REQUIREMENT: Filter these records by the string "jacket", copying each line that holds it.

:::::

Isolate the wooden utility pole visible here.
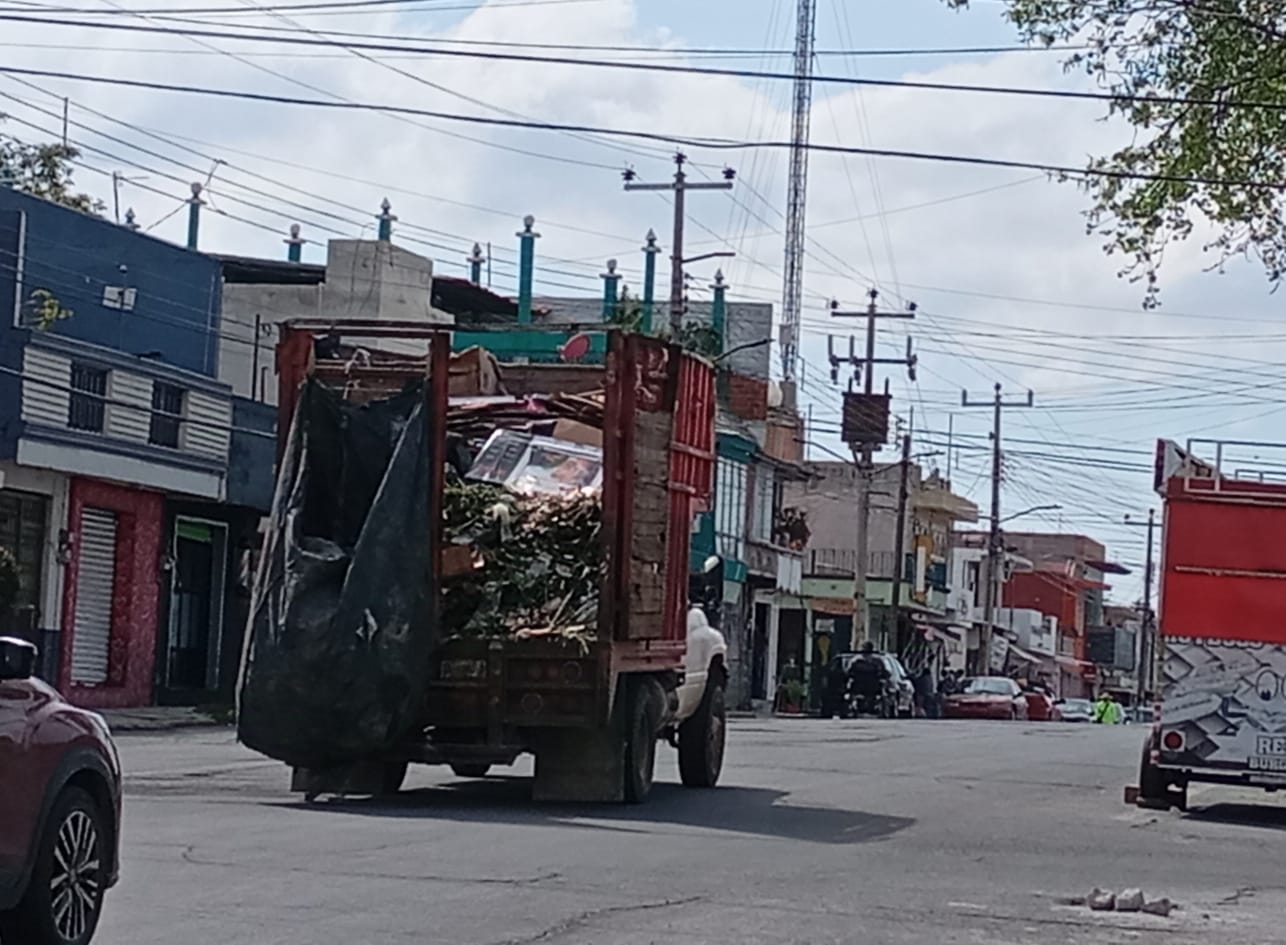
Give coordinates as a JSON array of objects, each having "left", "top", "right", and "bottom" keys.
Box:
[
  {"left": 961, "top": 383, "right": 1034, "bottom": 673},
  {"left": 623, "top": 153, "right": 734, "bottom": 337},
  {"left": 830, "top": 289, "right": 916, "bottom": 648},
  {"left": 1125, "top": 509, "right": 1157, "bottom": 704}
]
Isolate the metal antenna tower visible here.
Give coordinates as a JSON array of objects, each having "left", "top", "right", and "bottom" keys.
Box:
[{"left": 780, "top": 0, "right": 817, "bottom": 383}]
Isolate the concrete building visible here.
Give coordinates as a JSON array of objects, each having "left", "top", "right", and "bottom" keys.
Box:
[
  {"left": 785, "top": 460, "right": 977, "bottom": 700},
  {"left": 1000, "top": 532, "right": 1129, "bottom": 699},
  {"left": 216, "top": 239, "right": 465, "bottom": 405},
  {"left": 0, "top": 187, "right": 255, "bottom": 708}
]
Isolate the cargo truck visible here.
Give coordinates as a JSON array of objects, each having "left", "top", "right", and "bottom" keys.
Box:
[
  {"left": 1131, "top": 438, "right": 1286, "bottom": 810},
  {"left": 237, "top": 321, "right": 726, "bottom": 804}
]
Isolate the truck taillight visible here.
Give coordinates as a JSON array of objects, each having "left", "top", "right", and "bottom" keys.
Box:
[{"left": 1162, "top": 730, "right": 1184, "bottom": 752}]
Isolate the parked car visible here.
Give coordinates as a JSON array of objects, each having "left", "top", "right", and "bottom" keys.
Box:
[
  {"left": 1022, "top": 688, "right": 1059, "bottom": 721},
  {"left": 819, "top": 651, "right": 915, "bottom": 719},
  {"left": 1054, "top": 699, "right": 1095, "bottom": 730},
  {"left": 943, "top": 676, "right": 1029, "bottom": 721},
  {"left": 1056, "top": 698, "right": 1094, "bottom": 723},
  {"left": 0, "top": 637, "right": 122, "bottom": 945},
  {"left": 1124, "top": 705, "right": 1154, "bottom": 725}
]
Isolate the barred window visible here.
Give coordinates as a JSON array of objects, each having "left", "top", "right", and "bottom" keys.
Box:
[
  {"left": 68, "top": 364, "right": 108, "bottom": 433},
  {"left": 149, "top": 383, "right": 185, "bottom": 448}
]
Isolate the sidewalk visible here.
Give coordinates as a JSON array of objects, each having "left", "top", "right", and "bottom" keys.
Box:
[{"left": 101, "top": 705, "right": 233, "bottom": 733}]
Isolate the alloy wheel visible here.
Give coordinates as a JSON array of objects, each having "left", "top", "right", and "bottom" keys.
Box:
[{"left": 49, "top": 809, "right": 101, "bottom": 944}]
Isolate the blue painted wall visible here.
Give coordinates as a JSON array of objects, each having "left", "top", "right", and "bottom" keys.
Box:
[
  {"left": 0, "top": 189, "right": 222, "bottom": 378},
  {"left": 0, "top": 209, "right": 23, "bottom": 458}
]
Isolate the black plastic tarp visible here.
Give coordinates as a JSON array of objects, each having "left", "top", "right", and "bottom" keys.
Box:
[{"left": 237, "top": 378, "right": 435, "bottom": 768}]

:::::

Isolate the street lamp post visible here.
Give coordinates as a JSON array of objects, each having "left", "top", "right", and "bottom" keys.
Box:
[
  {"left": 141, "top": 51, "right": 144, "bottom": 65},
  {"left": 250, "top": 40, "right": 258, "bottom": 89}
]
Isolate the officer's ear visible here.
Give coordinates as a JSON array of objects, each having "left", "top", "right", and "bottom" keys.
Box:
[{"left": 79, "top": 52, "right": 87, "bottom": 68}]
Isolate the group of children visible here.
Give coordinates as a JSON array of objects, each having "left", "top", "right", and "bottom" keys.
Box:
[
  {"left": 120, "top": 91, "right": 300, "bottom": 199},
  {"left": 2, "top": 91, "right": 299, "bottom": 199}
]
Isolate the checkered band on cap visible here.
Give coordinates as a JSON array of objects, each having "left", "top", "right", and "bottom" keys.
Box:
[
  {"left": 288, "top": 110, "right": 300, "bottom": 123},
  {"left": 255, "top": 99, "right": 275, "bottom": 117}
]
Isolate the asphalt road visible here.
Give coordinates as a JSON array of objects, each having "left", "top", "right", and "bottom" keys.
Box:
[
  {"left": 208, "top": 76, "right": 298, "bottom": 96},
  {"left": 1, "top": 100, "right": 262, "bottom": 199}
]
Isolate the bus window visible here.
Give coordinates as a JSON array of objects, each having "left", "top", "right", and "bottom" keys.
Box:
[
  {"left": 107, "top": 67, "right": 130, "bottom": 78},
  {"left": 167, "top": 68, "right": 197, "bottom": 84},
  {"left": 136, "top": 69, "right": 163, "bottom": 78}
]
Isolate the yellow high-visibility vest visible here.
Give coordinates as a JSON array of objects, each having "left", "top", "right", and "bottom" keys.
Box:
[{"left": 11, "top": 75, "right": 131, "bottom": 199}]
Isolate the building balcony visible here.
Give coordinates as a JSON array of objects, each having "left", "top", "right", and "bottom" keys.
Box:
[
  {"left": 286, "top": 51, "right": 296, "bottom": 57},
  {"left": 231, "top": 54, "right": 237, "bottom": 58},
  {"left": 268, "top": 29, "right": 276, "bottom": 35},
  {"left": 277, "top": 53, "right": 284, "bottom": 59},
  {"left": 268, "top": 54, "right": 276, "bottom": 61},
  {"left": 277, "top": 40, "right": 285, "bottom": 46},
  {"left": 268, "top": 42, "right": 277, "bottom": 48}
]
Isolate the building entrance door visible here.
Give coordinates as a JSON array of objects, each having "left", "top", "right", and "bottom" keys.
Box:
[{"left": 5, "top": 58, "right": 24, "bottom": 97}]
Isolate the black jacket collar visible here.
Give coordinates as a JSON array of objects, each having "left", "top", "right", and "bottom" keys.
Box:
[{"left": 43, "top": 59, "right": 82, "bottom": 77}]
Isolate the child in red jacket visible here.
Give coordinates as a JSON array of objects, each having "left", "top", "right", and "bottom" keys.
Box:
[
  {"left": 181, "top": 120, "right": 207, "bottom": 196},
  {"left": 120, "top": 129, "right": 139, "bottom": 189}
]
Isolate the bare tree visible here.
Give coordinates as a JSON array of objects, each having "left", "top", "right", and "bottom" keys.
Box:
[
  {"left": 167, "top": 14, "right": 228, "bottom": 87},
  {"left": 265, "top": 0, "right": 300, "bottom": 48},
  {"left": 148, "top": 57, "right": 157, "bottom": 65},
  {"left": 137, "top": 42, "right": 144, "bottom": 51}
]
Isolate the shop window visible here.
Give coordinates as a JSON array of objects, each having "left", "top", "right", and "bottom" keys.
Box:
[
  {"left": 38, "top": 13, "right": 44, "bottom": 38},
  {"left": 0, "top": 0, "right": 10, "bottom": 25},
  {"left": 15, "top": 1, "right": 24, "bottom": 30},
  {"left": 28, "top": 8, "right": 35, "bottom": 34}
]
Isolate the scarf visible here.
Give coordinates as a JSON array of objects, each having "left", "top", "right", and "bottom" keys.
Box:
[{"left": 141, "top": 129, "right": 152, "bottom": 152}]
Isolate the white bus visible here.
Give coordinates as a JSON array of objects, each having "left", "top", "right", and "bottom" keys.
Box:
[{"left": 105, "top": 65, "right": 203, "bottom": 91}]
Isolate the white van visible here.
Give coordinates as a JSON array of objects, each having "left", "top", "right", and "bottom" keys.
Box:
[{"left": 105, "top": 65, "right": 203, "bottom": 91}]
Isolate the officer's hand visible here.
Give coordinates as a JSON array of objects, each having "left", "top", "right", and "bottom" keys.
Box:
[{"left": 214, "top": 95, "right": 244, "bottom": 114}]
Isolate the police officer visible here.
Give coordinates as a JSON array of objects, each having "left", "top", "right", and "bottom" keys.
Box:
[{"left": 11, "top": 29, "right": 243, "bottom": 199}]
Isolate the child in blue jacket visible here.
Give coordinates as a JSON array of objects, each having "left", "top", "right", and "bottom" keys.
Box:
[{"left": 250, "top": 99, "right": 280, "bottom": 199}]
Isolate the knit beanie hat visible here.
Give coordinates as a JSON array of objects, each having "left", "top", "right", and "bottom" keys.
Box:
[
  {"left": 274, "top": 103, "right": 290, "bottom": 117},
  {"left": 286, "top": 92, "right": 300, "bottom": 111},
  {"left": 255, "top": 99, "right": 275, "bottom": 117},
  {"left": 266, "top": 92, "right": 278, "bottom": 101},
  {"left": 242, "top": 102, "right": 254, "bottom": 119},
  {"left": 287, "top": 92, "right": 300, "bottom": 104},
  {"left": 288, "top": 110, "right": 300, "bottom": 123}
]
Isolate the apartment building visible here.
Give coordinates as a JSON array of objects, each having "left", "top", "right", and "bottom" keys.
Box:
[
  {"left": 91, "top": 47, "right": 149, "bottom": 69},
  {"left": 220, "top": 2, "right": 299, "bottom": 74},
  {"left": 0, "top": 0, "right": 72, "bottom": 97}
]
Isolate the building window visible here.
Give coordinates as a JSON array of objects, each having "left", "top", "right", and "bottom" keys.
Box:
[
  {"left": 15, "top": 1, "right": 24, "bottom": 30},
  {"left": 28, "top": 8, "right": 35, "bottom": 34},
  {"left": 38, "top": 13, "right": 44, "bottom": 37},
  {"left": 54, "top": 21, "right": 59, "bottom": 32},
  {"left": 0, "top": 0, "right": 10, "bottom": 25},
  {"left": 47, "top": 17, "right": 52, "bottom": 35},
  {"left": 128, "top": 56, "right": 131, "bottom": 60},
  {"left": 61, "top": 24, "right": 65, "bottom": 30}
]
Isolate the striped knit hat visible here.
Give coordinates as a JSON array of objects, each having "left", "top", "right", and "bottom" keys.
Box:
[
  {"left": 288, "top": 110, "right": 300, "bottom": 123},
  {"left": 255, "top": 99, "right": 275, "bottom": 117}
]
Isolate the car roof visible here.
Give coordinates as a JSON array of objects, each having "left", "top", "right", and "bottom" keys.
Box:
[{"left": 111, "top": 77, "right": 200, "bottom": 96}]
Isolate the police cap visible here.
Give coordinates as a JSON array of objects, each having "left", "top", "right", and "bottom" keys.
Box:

:::::

ANSWER BELOW:
Isolate the black jacket collar visible here.
Isolate the child in red jacket visible here.
Isolate the child in blue jacket visible here.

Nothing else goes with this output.